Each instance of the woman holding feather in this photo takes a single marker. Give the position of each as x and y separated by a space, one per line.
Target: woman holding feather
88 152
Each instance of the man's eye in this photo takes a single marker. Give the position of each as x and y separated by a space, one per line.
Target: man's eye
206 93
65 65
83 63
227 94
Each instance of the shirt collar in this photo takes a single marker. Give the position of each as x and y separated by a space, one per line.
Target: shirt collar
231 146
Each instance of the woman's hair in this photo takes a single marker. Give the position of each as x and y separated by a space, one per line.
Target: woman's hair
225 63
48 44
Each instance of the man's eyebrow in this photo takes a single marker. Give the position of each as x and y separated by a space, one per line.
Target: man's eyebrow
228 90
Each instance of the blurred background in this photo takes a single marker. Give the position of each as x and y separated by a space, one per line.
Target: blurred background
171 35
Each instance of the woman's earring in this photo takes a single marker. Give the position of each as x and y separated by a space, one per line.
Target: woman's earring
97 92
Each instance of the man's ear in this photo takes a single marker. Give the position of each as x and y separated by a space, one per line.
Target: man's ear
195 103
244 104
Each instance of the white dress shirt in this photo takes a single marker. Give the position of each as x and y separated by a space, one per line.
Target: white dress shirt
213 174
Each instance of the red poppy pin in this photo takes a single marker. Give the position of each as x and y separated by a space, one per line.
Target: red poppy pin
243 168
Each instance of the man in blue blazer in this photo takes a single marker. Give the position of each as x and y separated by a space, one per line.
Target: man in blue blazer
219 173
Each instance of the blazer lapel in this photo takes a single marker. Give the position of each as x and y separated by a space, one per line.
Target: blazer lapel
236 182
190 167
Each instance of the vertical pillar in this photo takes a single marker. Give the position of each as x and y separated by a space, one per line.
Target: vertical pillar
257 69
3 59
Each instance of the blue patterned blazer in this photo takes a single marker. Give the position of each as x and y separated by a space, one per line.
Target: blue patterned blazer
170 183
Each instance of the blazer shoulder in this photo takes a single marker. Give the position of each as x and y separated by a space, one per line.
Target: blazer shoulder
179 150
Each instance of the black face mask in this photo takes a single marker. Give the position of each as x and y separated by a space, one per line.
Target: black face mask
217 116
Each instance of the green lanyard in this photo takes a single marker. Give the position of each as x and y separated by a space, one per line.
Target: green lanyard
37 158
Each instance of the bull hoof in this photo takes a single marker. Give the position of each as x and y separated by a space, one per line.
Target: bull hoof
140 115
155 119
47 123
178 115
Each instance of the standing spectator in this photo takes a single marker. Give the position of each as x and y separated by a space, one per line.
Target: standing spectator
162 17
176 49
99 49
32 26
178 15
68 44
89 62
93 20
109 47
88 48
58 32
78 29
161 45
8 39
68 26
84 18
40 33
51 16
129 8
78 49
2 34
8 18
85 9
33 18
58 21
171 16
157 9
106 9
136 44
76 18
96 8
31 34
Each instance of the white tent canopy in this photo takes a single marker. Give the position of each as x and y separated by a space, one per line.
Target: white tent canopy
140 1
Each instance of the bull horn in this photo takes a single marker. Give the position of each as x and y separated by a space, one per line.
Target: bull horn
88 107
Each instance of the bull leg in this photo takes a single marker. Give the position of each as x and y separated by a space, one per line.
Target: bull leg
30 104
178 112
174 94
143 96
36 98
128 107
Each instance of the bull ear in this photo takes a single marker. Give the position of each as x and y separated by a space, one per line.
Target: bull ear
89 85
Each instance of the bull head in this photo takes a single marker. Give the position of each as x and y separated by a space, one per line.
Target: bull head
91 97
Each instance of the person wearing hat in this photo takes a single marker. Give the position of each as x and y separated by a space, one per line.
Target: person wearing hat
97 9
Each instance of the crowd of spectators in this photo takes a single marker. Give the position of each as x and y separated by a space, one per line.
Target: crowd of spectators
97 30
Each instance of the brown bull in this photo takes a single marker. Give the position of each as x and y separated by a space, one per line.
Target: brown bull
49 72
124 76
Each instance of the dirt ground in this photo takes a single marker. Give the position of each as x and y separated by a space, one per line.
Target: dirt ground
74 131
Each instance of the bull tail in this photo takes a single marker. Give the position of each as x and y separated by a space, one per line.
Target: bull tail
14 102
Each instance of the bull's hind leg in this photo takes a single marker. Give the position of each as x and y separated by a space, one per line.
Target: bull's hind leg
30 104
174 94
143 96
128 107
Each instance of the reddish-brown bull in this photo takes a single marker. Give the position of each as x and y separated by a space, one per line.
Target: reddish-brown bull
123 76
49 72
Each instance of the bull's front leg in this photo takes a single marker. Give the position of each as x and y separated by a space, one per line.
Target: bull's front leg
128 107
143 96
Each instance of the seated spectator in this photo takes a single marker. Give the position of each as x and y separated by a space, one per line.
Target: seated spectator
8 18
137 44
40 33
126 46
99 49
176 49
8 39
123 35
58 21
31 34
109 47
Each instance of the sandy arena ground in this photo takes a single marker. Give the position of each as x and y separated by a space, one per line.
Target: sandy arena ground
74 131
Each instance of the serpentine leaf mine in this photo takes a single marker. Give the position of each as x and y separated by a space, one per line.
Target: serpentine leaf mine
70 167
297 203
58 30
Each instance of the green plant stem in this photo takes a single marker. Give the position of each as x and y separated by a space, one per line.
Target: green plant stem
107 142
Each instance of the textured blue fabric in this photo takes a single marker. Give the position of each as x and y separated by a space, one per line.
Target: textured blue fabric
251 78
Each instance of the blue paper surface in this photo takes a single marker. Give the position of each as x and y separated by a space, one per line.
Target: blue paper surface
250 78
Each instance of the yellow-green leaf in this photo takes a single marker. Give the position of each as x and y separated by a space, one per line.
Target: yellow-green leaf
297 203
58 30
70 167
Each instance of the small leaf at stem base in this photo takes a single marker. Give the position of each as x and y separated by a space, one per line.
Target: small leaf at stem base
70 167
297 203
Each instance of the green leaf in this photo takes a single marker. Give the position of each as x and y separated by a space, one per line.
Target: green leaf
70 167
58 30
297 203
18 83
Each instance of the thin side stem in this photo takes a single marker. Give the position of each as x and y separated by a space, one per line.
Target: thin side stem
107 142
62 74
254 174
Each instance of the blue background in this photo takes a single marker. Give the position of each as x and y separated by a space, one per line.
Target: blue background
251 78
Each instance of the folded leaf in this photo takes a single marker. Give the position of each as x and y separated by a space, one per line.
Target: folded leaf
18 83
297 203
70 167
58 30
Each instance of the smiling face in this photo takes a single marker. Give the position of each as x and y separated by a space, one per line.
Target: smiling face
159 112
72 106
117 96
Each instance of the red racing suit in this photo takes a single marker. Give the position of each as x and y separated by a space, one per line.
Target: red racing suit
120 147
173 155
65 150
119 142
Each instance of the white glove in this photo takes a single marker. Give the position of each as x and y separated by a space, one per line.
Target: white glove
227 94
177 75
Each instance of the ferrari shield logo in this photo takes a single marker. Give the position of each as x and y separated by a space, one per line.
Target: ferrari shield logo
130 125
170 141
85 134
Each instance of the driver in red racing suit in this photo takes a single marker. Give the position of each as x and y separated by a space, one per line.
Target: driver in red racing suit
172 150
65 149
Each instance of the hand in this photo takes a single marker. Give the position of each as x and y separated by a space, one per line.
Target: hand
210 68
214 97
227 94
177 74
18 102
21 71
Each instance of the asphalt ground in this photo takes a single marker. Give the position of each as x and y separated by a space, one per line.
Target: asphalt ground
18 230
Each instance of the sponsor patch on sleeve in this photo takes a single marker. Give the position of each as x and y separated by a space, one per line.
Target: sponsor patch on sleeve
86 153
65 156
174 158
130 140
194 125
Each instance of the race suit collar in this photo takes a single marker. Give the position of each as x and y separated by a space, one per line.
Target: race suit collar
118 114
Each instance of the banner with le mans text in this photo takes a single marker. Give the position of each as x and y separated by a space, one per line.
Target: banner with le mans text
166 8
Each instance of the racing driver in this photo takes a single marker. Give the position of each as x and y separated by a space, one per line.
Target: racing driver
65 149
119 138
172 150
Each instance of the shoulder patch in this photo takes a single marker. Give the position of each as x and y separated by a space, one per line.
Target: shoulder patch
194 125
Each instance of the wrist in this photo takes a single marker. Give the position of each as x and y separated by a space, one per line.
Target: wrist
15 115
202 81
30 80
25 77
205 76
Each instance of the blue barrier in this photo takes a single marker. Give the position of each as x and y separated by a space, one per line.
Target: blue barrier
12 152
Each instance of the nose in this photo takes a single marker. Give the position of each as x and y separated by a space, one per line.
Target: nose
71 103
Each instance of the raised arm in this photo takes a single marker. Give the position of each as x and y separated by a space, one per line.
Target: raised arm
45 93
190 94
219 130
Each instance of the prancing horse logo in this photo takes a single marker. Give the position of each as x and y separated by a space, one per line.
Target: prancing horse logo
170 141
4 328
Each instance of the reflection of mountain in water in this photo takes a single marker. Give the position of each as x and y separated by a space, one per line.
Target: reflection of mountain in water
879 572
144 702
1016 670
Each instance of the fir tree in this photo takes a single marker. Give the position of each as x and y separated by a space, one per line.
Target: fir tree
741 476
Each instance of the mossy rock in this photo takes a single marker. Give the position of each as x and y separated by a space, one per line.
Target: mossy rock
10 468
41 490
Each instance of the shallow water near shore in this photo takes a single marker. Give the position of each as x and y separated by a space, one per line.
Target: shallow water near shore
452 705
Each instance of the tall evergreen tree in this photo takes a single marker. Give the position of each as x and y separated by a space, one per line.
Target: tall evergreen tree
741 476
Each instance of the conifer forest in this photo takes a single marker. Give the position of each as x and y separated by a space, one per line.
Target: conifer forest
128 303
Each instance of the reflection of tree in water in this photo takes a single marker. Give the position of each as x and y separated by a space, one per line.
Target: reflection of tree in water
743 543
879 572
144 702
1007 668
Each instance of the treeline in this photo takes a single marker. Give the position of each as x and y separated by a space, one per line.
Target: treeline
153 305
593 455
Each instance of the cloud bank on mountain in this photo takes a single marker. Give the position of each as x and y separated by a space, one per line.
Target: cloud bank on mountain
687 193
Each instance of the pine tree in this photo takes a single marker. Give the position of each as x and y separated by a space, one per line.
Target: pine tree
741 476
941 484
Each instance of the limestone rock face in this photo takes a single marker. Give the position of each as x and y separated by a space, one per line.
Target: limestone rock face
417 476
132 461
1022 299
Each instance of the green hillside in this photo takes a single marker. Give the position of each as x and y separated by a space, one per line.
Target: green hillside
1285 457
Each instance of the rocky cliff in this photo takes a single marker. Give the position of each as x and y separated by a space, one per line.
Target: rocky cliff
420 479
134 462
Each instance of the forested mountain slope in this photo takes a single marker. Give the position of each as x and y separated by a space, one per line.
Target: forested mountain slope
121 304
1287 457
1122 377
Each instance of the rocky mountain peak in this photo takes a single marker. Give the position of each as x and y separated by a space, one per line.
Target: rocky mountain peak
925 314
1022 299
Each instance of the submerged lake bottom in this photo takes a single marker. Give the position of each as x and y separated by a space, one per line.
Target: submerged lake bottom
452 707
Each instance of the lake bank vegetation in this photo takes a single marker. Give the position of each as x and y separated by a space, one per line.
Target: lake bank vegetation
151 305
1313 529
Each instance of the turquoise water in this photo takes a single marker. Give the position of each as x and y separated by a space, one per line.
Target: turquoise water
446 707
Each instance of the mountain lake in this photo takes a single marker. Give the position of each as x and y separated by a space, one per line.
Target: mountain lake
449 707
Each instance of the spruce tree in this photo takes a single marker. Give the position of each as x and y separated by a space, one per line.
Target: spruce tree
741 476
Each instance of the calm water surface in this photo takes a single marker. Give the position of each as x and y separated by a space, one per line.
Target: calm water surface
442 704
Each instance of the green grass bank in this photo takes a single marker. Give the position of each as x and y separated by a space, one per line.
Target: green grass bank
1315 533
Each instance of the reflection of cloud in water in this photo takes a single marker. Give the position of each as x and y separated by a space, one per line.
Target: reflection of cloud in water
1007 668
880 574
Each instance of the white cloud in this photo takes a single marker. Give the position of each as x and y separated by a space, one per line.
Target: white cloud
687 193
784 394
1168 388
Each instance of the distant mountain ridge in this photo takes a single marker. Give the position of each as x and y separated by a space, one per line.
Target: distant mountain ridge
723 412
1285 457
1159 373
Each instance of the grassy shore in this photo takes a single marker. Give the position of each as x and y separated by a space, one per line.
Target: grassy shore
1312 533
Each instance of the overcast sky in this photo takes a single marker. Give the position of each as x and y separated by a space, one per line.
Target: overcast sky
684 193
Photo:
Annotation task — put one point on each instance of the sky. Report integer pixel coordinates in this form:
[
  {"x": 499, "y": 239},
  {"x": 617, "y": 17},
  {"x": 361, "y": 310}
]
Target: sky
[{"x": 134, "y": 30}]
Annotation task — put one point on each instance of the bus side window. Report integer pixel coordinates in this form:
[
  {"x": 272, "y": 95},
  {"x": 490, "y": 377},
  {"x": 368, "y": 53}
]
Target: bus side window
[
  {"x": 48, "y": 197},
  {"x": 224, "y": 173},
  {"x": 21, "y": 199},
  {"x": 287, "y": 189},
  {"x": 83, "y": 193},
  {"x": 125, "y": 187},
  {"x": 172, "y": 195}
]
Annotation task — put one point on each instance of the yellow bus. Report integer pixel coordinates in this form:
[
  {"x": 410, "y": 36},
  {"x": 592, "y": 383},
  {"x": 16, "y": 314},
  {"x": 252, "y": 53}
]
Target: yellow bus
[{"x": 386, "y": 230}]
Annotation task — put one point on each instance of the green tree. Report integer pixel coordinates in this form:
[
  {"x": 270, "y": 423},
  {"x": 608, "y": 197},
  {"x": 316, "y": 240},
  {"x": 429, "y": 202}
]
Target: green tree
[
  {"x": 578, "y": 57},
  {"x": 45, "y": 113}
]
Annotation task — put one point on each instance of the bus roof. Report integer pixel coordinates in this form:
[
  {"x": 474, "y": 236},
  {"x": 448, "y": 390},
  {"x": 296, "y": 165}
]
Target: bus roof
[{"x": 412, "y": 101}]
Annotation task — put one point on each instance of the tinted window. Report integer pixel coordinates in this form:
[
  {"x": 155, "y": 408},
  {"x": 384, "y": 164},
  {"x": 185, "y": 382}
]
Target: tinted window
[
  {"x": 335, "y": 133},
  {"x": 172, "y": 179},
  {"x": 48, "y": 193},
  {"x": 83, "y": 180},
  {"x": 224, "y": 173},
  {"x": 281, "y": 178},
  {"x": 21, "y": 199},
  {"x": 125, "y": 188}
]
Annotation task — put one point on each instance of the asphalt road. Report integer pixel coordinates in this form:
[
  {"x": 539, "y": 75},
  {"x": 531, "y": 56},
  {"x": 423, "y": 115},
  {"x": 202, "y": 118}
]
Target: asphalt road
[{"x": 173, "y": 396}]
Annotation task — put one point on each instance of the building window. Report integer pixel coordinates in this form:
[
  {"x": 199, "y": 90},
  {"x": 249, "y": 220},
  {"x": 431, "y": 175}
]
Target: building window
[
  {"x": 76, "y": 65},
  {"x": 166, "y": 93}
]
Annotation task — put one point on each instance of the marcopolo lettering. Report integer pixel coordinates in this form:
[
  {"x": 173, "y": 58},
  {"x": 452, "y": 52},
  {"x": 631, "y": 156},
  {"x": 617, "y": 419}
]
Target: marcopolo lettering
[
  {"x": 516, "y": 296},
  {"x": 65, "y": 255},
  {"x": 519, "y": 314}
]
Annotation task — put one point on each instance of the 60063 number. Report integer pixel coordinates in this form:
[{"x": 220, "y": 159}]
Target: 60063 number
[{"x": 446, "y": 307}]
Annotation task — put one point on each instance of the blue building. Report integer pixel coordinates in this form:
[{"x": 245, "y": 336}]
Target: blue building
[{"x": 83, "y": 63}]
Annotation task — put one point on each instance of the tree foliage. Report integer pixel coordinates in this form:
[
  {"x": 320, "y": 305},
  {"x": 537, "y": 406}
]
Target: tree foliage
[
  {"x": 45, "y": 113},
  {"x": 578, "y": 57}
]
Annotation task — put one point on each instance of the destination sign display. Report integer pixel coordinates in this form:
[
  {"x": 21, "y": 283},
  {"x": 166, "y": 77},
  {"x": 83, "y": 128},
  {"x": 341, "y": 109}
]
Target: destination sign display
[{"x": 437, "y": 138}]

**Directive:**
Each line from the one containing "of the 60063" to the end of the listing above should be copied exactly, and nothing else.

**Exercise solution:**
Annotation task — put one point on each instance of the 60063 number. Report integer pixel coordinates in this form:
[{"x": 220, "y": 159}]
Target: 60063 number
[{"x": 446, "y": 307}]
Annotation task — put one point on each instance of the blue building. Report integer pixel coordinates in this form:
[{"x": 245, "y": 336}]
Target: blue building
[{"x": 83, "y": 63}]
Annotation task — put one point on each instance of the tree foliage. Report integer pixel coordinates in this form:
[
  {"x": 320, "y": 305},
  {"x": 537, "y": 406}
]
Target: tree foliage
[
  {"x": 45, "y": 113},
  {"x": 578, "y": 57}
]
Annotation task — put one point on each instance of the destination sign display. Report integer pixel coordinates in this form:
[
  {"x": 21, "y": 283},
  {"x": 166, "y": 77},
  {"x": 83, "y": 128},
  {"x": 341, "y": 109}
]
Target: destination sign display
[{"x": 437, "y": 138}]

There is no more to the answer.